Selected passage:

------------

The Purpose of The Ego

Question from a reader:

“I’ve been considering writing a blog for over five years. One of the largest questions I ask is: what makes what I have to say so special that warrants a blog? This concern feels like what you describe as the (spiritual) “ego” but I’m also curious about the role of the ego in terms of how society/pop culture use the term. So my question is: what is the role/relationship of (pop culture) ego with (spiritual) ego?”

The pop culture definition of “ego” tends to have negative connotations and what we really mean when we talk about someone being egoic is that they have an inflated ego.

You’ll hear people in the spiritual community talk about the ego with negative connotations as well, but I think a lot of that comes from the demonization of it from a pop culture standpoint and those individual’s lack of understanding about the purpose the ego serves. If we strip all of that away, the ego is simply a thing. It is neutral. Neither good nor bad.

From one of my previous blog posts:

I define the ego as a personality construct of sorts, a persona or an identity that we develop for ourselves. The ego is complex and it’s made up of a series of beliefs that we hold about ourselves and who we are, many of which are shaped by outside forces as we develop as children. The ego is the totality of our conscious self. It is how we see ourselves. This is the Jungian view of the Ego, wherein it is only a small part of the total self–in essence, the part of yourself that is fully known to you. The part that is NOT fully known to you, Jung calls the shadow self. – What’s in a Self? Soul, Personality & Ego

The ego serves an important purpose form a spiritual perspective: to be human is to have an ego. We wouldn’t truly be human without it. The ego is the mechanism through which we are able to see ourselves as an individual, unique person. It’s what helps create the illusion of separation from all that is, and gives us the opportunity for experience here in the physical plane. Through the ego we get to decide who we want to be.

------------

In the text on the purpose of the ego, what does Jung call the part of the self that is not fully known to you?

Information shown:
------------

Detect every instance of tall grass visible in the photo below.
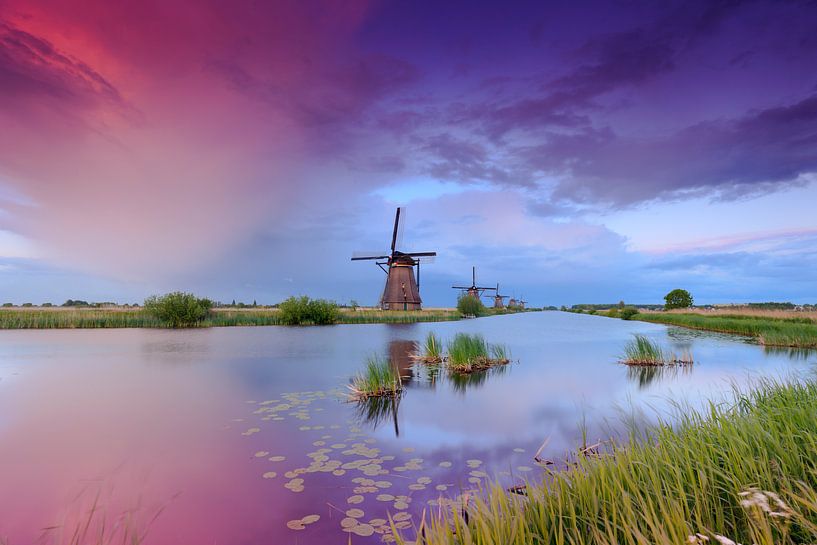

------------

Solution for this task: The shadow self.